- **PASSAGE TO READ**
[start]

In another aspect of the invention, PCB 210 may include a current regulator circuit (not shown), wherein voltage applied to LED 115 is substantially constant (i.e., 3.7 volts) and the current to LED 115 is varied. The current regulator circuit may include components that are designed to limit or vary (i.e., increase or decrease) the current applied to LED 115. In one aspect of the invention, the current regulator circuit may set the current to one of a plurality of fixed values, such that the intensity of light outputted by LED 115 is changed based on which of the plurality of fixed values is applied to LED 115. In another aspect of the invention, the current regulator circuit may increase (or decrease) the current applied to LED 115 over a fixed period of time. In another aspect of the invention, the current regulator circuit may provide a switched current to LED 115. That is, the current may be alternatively applied to and removed from LED 115. The alternating application/removal of the current to/from LED 115 causes LED 115 to be turned on/turned off, which due to the persistence of the human eye is not noticed by the user. In this case, the ability of the current regulator circuit to limit the duration of current to LED 115 may increase the duration of the voltage source (e.g., a battery) as LED 115 is not continuously drawing energy from the source. As would be understood, the PCB 210 may further include a voltage regulator circuit that provides a substantially constant and/or consistent voltage to LED 115.

[end]

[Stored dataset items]
[start]

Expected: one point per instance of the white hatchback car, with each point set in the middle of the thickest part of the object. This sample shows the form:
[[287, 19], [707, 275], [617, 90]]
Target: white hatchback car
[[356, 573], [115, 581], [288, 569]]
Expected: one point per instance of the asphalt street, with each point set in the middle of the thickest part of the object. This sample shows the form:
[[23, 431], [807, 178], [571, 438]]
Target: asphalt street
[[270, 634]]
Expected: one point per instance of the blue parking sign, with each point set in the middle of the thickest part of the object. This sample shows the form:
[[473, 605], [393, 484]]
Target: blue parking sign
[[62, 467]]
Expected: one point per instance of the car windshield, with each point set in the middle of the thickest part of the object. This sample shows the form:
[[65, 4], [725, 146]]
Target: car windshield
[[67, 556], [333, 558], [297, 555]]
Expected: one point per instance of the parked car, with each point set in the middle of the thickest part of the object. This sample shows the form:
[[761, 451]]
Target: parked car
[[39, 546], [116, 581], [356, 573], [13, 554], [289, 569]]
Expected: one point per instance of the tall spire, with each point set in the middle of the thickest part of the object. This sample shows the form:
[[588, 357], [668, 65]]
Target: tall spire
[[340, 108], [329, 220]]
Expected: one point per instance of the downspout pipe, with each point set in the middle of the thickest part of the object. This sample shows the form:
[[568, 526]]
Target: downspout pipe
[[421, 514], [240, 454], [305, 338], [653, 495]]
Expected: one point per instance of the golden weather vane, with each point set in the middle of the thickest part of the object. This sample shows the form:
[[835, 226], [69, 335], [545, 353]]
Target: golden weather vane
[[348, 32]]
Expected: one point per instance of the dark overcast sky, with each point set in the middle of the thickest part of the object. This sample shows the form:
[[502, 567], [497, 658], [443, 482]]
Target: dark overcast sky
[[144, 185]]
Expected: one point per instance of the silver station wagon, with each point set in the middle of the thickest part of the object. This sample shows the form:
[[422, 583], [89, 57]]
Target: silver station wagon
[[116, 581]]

[end]

- **REQUIRED TASK**
Answer these questions using the passage on the LED current regulator circuit.
(a) What value is given for the substantially constant voltage applied to LED 115?
(b) According to the passage, why does the user not notice LED 115 turning on and off?
(c) What additional circuit may PCB 210 include?

- **SOLUTION**
(a) 3.7 volts.
(b) It goes unnoticed because of the persistence of the human eye.
(c) PCB 210 may include a voltage regulator circuit that provides a substantially constant and/or consistent voltage to LED 115.